### Verilen Problem
Aşağıdaki öğelerde "step" dizgesini içeren satırları sayın ve yalnızca bu satırların sayısını yazın.

### Veri Kümesi

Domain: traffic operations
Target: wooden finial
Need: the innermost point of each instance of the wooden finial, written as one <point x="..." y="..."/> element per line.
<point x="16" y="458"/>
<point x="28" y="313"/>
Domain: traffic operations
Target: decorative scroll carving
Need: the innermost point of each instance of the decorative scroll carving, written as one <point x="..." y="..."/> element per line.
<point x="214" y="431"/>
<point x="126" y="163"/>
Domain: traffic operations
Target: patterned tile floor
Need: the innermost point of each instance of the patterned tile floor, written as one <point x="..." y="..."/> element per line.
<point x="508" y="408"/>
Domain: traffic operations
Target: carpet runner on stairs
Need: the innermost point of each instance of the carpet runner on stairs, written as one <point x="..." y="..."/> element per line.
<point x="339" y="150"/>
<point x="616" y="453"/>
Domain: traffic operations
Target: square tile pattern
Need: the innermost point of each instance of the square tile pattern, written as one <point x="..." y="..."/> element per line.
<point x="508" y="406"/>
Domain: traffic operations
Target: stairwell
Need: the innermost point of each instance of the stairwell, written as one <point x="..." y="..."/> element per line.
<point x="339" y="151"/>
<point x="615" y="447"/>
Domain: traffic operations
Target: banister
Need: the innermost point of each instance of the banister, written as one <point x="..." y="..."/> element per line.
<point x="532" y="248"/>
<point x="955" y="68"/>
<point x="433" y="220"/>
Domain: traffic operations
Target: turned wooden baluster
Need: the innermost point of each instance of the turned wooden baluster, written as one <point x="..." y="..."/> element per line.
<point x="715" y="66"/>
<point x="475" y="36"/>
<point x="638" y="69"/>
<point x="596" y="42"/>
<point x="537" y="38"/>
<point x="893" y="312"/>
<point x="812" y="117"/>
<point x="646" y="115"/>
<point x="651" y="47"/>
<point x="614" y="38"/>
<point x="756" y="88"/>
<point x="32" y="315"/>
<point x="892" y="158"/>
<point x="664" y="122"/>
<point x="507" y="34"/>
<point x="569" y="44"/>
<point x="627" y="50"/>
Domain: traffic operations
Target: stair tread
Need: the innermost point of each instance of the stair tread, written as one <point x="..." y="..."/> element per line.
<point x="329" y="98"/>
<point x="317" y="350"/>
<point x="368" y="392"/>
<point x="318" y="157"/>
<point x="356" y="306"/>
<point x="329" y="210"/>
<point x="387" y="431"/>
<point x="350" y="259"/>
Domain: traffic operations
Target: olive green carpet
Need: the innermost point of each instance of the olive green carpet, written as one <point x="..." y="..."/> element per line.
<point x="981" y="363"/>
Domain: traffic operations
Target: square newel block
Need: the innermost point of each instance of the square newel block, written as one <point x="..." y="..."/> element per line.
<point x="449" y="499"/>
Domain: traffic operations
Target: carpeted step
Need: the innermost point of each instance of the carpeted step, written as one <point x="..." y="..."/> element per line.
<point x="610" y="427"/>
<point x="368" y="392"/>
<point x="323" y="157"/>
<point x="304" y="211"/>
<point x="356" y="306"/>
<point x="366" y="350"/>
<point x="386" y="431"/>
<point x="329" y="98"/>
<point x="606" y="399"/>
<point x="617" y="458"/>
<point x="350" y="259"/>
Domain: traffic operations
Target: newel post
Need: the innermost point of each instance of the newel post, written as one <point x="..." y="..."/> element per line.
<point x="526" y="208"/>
...
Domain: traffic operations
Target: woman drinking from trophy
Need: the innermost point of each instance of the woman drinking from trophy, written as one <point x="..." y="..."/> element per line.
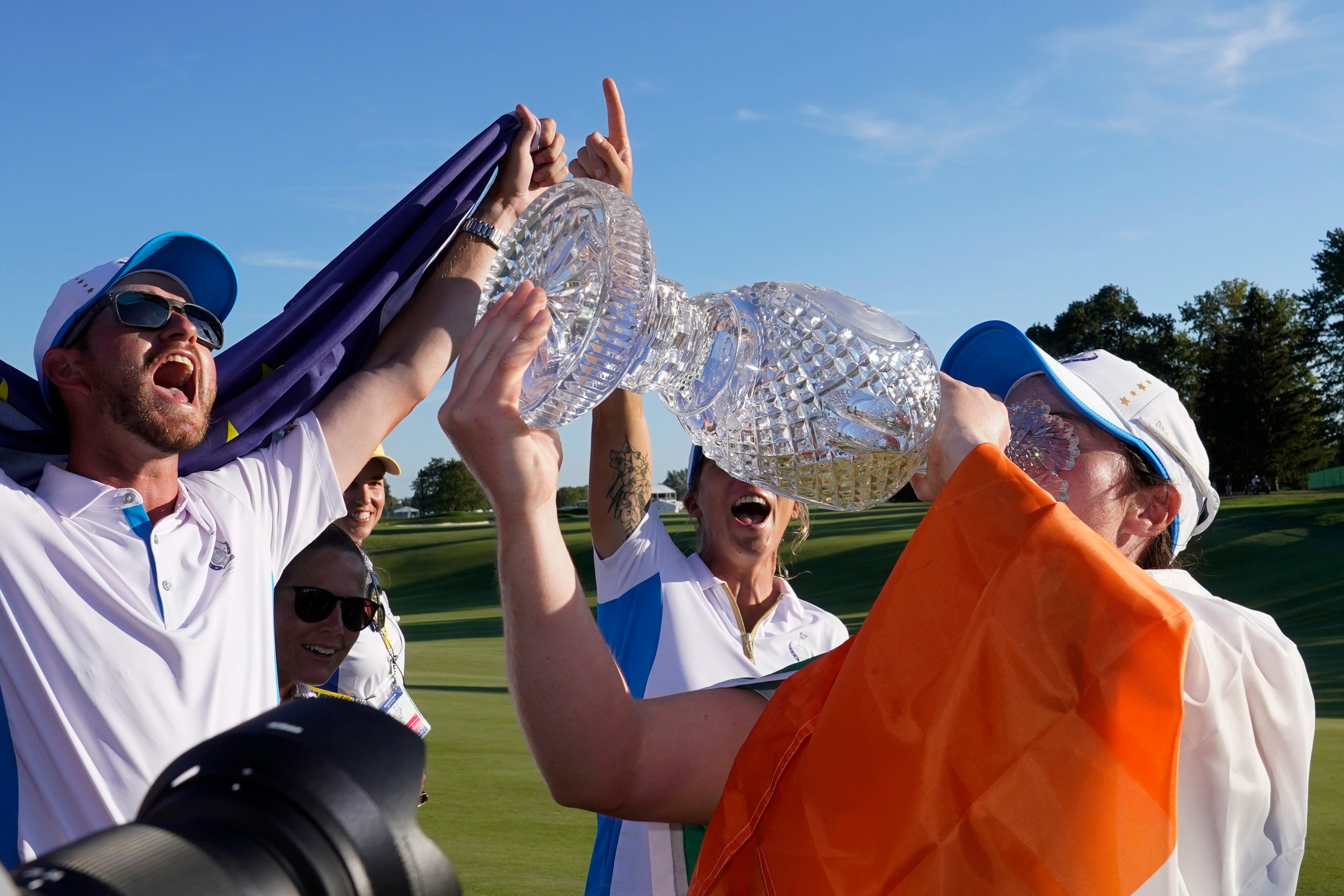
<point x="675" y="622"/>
==
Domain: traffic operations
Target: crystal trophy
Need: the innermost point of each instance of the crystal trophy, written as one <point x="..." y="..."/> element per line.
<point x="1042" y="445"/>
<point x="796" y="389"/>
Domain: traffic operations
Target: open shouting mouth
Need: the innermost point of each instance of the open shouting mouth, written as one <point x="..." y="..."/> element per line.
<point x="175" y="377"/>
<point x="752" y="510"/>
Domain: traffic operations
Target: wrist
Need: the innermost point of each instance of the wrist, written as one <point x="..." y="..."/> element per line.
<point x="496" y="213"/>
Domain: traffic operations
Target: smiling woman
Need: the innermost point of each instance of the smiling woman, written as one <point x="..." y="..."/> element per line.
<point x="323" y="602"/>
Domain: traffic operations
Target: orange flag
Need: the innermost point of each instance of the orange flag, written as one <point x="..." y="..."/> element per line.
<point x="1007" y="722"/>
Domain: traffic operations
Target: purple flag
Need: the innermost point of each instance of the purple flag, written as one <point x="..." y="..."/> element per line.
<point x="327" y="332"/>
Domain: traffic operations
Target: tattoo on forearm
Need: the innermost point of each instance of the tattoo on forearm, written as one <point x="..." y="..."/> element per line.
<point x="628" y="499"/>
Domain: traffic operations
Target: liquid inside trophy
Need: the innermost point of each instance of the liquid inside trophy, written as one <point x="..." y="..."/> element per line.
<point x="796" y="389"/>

### Ayrıntılı Çözüm
2